- **Assignment**:
Answer these questions from the text on the Wichita police assessment:
1. What two things did Louisville create for additional oversight?
2. On what day did Fischer say the City Council would be wise to approve the contract?
3. Who did the Eagle investigate?

Louisville Mayor Greg Fischer, whose city created a civilian review board and office of inspector general for additional oversight, said Wichita should expect an honest assessment with concrete recommendations for reform.

“When you have an incident like that take place in your city, it erodes the trust between the police and the community,” he said.

Fischer said the City Council would be wise to approve the contract on Tuesday.

“It’s a strong thing,” he said. “The danger is if you do something like this and just leave it on the shelf. Then it’s a waste of money, and that’s a real shame.”

Fischer said, like Louisville, Wichita should plan to track its progress toward recommendations on a website or publicly available quarterly report.

Why Wichita?

In Wichita, the City Council issued an request for proposals for a cultural assessment of the police department after the Eagle investigation into SWAT members who sent inappropriate text messages.

Those involved received little discipline. The department also did not report the troubling information to federal and state prosecutors, as is required under federal law to ensure defendants get a fair trial.

- **Given information**:
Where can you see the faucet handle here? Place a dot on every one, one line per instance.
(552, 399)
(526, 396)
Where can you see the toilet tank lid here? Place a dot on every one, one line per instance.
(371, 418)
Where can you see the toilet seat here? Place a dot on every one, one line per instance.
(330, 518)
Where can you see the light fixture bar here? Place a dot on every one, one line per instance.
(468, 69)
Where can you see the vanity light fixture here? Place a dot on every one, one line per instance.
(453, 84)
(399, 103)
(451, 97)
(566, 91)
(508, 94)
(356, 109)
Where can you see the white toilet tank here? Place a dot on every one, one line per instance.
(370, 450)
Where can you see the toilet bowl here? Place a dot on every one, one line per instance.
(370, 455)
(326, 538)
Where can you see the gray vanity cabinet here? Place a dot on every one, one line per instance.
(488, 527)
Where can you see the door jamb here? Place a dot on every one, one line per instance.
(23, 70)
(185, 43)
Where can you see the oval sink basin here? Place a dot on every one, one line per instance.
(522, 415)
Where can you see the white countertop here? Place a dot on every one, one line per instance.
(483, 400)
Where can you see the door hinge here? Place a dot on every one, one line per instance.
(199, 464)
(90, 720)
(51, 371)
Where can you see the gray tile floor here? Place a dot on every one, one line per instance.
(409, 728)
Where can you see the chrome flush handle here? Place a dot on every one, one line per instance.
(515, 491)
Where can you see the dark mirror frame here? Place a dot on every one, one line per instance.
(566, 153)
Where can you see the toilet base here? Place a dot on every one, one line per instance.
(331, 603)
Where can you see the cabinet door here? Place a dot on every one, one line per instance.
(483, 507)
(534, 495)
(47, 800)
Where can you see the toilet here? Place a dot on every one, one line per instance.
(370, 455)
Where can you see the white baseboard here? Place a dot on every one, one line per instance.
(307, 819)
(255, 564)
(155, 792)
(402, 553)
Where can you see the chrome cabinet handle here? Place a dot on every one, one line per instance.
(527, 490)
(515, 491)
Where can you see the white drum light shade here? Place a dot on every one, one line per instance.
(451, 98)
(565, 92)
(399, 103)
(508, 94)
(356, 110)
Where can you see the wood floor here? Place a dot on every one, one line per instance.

- **Solution**:
1. A civilian review board and an office of inspector general.
2. Tuesday.
3. SWAT members who sent inappropriate text messages.